> **TASK DETAILS**: List every line of the records below that contains the word "flower", copying each such line in full.
======== ENTRIES PROVIDED
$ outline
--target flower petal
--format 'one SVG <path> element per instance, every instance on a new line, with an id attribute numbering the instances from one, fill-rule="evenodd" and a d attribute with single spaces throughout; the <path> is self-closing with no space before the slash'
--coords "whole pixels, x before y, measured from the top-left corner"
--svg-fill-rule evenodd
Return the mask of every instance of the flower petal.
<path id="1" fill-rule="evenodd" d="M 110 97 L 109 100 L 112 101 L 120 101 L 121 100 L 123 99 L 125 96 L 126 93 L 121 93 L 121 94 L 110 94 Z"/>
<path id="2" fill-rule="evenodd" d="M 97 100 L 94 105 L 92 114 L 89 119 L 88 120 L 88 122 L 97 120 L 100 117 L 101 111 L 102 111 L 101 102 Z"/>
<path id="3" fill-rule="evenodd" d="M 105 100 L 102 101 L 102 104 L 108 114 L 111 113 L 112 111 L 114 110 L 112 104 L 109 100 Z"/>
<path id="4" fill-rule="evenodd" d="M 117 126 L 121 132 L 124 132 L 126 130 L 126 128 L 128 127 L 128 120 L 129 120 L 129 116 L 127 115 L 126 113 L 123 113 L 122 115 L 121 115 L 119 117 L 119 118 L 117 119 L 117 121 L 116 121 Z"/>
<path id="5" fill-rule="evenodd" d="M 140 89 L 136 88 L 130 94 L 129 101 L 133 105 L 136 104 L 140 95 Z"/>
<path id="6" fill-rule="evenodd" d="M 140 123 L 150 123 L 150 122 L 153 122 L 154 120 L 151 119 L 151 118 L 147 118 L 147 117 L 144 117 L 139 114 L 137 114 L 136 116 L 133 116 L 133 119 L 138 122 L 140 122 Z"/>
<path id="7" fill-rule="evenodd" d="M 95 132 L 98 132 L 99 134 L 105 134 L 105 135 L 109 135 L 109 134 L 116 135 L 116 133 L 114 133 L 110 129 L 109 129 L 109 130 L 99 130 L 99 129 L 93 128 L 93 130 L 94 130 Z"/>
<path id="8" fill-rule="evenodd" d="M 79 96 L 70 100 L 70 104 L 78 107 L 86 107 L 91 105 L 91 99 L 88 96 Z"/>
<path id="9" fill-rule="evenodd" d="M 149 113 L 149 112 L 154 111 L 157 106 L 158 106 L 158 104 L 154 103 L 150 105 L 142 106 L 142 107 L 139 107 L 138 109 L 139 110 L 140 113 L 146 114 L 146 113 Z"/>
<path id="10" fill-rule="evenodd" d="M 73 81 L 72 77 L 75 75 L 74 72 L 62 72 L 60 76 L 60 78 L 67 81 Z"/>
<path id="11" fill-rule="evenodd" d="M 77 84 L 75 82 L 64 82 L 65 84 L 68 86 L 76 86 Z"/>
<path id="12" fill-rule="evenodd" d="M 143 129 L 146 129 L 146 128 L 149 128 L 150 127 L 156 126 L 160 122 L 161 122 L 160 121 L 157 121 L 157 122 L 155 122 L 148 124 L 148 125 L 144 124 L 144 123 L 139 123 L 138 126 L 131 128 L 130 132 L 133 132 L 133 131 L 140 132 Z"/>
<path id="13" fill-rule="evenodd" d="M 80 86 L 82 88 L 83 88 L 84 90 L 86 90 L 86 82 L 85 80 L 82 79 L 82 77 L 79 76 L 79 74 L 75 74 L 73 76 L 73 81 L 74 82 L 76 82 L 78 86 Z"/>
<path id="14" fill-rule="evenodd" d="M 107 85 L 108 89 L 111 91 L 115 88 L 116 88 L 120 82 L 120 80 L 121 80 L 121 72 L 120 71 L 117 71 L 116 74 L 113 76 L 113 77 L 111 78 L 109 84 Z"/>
================
> **PROBLEM SOLUTION**:
--target flower petal
Return the mask of every instance of the flower petal.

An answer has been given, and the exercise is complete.